(Items from a data source)
--------------------------------
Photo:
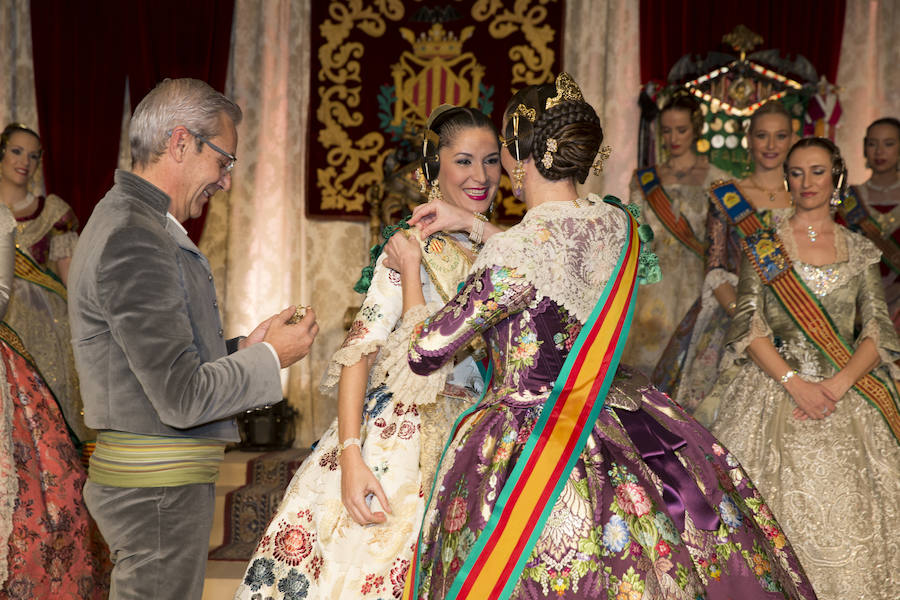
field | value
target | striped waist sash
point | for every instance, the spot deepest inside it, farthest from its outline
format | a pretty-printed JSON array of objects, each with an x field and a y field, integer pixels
[{"x": 134, "y": 460}]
--------------------------------
**Exercise brief**
Return the data exactly. Do not carry over any images.

**Solution for this problem**
Photo:
field | value
target | striped waist sash
point | for every instance, the spot deepest inside it, farthest from its outline
format | a pretty-printed JSON array of objects, each with an x field and a y field, integer pixels
[{"x": 134, "y": 460}]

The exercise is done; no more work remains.